Start Listing
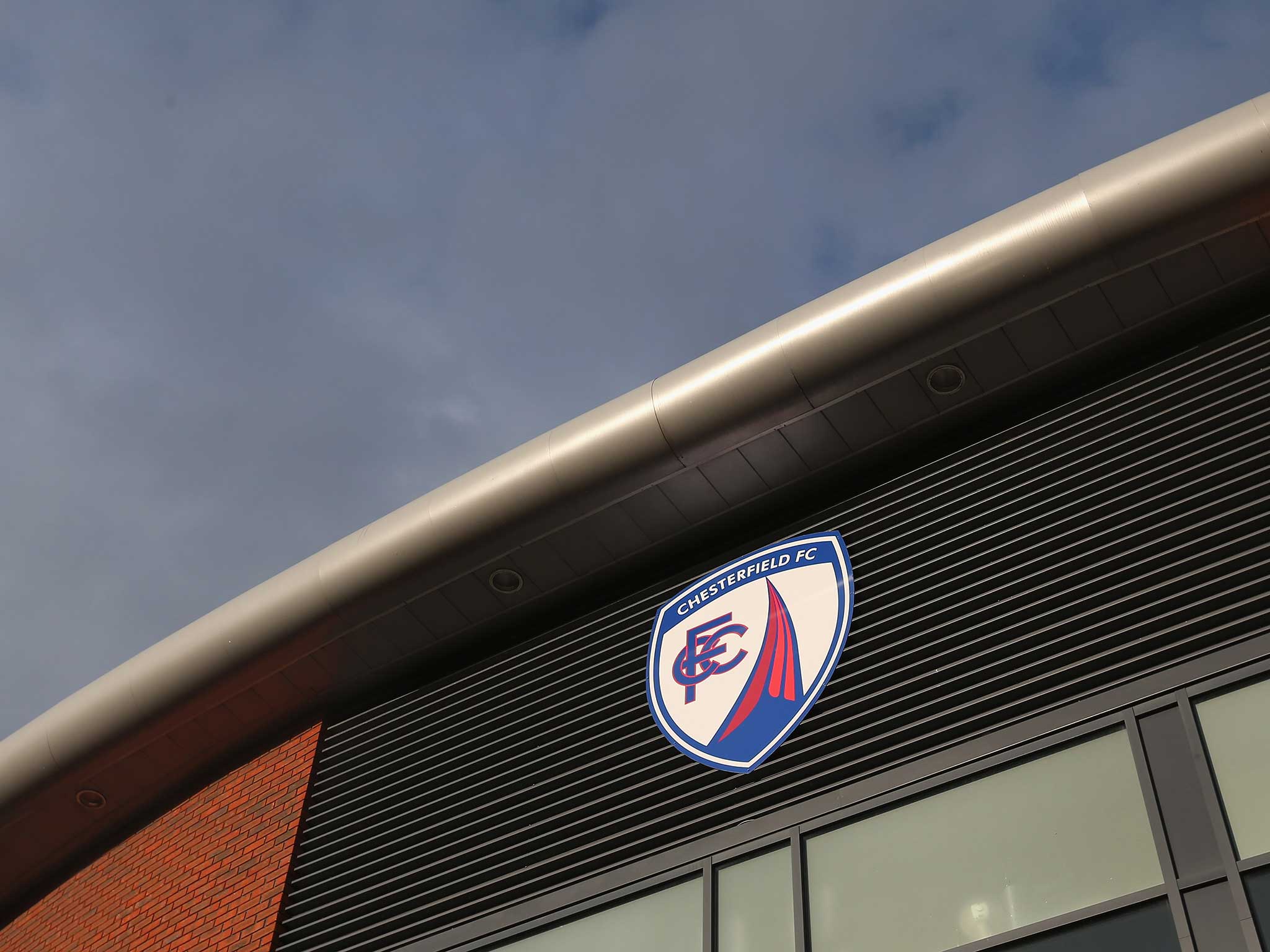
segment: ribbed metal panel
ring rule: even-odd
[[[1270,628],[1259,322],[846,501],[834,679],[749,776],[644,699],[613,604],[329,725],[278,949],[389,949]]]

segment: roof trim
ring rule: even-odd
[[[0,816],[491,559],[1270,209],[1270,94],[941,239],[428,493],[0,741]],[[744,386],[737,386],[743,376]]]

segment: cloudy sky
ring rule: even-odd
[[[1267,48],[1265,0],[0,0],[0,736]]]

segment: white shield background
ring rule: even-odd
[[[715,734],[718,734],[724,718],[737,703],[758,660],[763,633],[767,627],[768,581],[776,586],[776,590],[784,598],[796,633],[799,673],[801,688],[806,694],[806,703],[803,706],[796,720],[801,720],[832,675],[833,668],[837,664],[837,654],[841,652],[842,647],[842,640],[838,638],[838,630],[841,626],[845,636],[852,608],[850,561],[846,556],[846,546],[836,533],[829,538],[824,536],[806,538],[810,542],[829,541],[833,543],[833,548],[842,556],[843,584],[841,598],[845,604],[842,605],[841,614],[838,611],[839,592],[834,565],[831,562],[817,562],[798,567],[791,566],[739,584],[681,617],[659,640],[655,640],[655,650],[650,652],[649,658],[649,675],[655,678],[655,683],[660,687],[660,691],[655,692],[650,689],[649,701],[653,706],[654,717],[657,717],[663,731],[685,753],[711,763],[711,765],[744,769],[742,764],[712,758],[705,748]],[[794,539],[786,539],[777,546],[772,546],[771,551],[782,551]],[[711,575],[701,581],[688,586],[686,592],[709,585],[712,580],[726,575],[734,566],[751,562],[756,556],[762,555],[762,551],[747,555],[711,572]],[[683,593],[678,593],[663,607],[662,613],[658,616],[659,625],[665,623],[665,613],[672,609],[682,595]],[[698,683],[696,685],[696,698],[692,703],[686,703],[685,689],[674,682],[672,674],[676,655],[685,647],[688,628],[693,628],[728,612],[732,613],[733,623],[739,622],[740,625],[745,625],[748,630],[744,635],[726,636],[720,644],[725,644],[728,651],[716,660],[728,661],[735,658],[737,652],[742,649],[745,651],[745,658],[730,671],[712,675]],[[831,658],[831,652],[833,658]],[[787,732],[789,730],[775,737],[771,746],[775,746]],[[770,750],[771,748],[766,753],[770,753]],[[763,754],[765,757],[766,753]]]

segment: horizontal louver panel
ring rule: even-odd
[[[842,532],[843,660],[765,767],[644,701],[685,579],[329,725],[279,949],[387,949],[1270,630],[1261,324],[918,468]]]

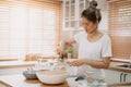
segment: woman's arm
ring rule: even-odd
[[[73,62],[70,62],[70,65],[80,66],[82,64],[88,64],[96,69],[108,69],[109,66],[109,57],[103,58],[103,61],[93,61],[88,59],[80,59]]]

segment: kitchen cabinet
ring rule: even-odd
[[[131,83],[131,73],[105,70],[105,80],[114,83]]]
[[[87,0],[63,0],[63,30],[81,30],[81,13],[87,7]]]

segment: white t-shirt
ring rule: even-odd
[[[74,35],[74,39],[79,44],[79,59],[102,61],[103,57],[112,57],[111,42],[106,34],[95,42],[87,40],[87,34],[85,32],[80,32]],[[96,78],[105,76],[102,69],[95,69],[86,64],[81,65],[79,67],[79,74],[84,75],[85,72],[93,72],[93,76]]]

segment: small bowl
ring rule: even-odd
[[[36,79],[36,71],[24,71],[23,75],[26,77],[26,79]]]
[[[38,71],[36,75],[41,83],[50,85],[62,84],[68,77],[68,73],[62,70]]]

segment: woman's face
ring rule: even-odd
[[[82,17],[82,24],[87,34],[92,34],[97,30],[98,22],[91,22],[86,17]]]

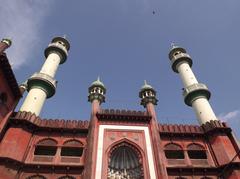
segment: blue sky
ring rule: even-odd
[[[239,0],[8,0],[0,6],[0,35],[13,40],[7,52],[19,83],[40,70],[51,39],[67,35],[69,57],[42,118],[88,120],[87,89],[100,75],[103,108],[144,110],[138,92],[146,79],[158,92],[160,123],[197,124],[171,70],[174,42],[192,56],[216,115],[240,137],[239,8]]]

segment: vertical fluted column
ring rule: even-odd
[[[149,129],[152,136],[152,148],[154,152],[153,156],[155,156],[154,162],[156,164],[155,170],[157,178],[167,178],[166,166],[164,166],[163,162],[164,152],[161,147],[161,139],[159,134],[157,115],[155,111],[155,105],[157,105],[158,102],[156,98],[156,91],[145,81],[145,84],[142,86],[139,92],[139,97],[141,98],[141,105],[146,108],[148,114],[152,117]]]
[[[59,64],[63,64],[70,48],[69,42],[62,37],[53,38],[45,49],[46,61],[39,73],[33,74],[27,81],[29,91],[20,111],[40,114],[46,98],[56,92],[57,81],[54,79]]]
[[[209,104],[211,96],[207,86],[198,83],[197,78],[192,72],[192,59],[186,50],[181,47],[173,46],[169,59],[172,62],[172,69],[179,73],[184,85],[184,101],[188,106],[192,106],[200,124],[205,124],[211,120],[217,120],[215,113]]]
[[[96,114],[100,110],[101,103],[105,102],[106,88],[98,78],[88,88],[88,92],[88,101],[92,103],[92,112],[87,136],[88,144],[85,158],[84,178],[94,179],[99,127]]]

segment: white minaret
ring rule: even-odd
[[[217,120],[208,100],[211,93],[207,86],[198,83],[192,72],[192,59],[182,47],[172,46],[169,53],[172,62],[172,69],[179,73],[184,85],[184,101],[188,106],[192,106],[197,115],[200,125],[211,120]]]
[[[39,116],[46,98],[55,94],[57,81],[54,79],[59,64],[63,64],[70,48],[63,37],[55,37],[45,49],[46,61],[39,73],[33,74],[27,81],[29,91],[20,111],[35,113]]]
End Listing
Stated goal:
Please format every line of the records above as a numbered list, leaving out the blank lines and the picture lines.

Response:
1. segment: ribbed metal panel
2. ring rule: even-odd
3. [[[1270,628],[1259,322],[846,501],[834,679],[749,776],[644,699],[613,604],[329,725],[278,949],[389,949]]]
4. segment: roof trim
5. ring rule: even-odd
6. [[[0,816],[491,559],[1270,209],[1270,94],[941,239],[428,493],[0,741]],[[744,386],[737,386],[743,376]]]
7. segment: cloudy sky
8. ring rule: even-odd
9. [[[1267,48],[1265,0],[0,0],[0,736]]]
10. segment: white shield background
11. ring rule: even-odd
12. [[[715,734],[718,734],[724,718],[737,703],[758,660],[763,633],[767,627],[768,581],[776,586],[776,590],[784,598],[796,633],[799,673],[801,688],[806,694],[806,703],[803,706],[796,720],[801,720],[832,675],[833,668],[837,664],[837,654],[841,652],[842,647],[842,640],[838,638],[838,630],[841,626],[845,636],[852,608],[850,561],[846,556],[846,546],[836,533],[829,538],[824,536],[806,538],[810,542],[829,541],[833,543],[833,548],[842,556],[843,584],[841,598],[845,604],[842,605],[841,614],[838,611],[839,592],[834,565],[831,562],[817,562],[798,567],[791,566],[739,584],[681,617],[659,640],[655,640],[655,650],[650,652],[649,658],[649,675],[655,678],[655,683],[660,687],[660,691],[655,692],[650,689],[649,701],[653,706],[654,717],[657,717],[663,731],[685,753],[711,763],[711,765],[744,769],[742,764],[712,758],[705,748]],[[794,539],[786,539],[777,546],[772,546],[771,551],[782,551]],[[711,575],[701,581],[688,586],[686,592],[709,585],[712,580],[726,575],[734,566],[751,562],[756,556],[762,555],[762,551],[747,555],[711,572]],[[683,593],[678,593],[663,607],[662,613],[658,616],[659,625],[665,623],[665,613],[672,609],[682,595]],[[698,683],[696,685],[696,698],[692,703],[686,703],[685,689],[674,682],[672,674],[676,655],[685,647],[688,628],[693,628],[728,612],[732,613],[733,623],[739,622],[740,625],[745,625],[748,630],[744,635],[726,636],[720,644],[725,644],[728,651],[716,660],[728,661],[735,658],[737,652],[742,649],[745,651],[745,658],[730,671],[712,675]],[[831,658],[831,652],[833,658]],[[787,732],[789,730],[775,737],[771,746],[775,746]],[[770,750],[771,748],[766,753],[770,753]],[[763,754],[765,757],[766,753]]]
13. segment: horizontal louver panel
14. ring rule: even-odd
15. [[[842,532],[843,660],[765,767],[644,701],[685,579],[329,725],[279,949],[387,949],[1270,630],[1261,324],[918,468]]]
16. segment: woman's arm
17. ring rule: even-odd
18. [[[73,62],[70,62],[70,65],[80,66],[82,64],[88,64],[96,69],[108,69],[109,66],[109,57],[103,58],[103,61],[93,61],[88,59],[80,59]]]
19. segment: kitchen cabinet
20. ring rule: even-odd
21. [[[131,83],[131,73],[105,70],[105,80],[114,83]]]
22. [[[87,0],[63,0],[63,30],[81,30],[81,13],[87,7]]]
23. segment: white t-shirt
24. ring rule: even-odd
25. [[[74,35],[74,39],[79,44],[79,59],[102,61],[103,57],[112,57],[111,42],[106,34],[95,42],[87,40],[87,34],[85,32],[80,32]],[[96,78],[105,76],[102,69],[95,69],[86,64],[81,65],[79,67],[79,74],[84,75],[85,72],[93,72],[93,76]]]
26. segment: small bowl
27. ring rule: even-odd
28. [[[36,79],[36,71],[24,71],[23,75],[26,77],[26,79]]]
29. [[[38,71],[36,75],[41,83],[50,85],[62,84],[68,77],[68,73],[62,70]]]
30. segment: woman's face
31. ring rule: even-odd
32. [[[82,17],[82,24],[87,34],[92,34],[97,30],[98,22],[91,22],[86,17]]]
33. segment: blue sky
34. ring rule: even-odd
35. [[[239,0],[8,0],[0,6],[0,35],[13,40],[7,52],[19,83],[40,70],[51,39],[67,35],[69,57],[42,118],[88,120],[87,89],[100,75],[103,108],[144,110],[138,92],[146,79],[158,92],[160,123],[197,124],[171,70],[174,42],[192,56],[216,115],[240,137],[239,8]]]
36. segment: vertical fluted column
37. ring rule: even-odd
38. [[[149,129],[152,136],[152,148],[154,152],[153,156],[155,156],[154,162],[156,164],[155,170],[157,178],[167,178],[166,166],[164,166],[163,162],[164,152],[161,147],[161,139],[159,134],[157,115],[155,111],[155,105],[157,105],[158,102],[156,98],[156,91],[145,81],[145,84],[142,86],[139,92],[139,97],[141,98],[141,105],[146,108],[148,114],[152,117]]]
39. [[[59,64],[63,64],[70,48],[69,42],[62,37],[53,38],[45,49],[46,61],[39,73],[33,74],[27,81],[29,91],[20,111],[40,114],[46,98],[56,92],[57,81],[54,79]]]
40. [[[209,104],[211,96],[207,86],[198,83],[197,78],[192,72],[192,59],[186,50],[181,47],[173,46],[169,59],[172,62],[172,69],[179,73],[184,85],[184,101],[188,106],[192,106],[200,124],[205,124],[211,120],[217,120],[215,113]]]
41. [[[96,114],[100,110],[101,103],[105,102],[106,88],[98,78],[88,88],[88,92],[88,101],[92,103],[92,112],[87,136],[88,144],[85,158],[84,178],[94,179],[99,127]]]
42. segment: white minaret
43. ring rule: even-odd
44. [[[217,120],[208,100],[211,93],[207,86],[198,83],[192,72],[192,59],[182,47],[172,46],[169,53],[172,62],[172,69],[179,73],[184,85],[184,101],[188,106],[192,106],[197,115],[200,125],[211,120]]]
45. [[[39,116],[46,98],[55,94],[57,81],[54,79],[59,64],[63,64],[70,48],[63,37],[55,37],[45,49],[46,61],[39,73],[33,74],[27,81],[29,91],[20,111],[35,113]]]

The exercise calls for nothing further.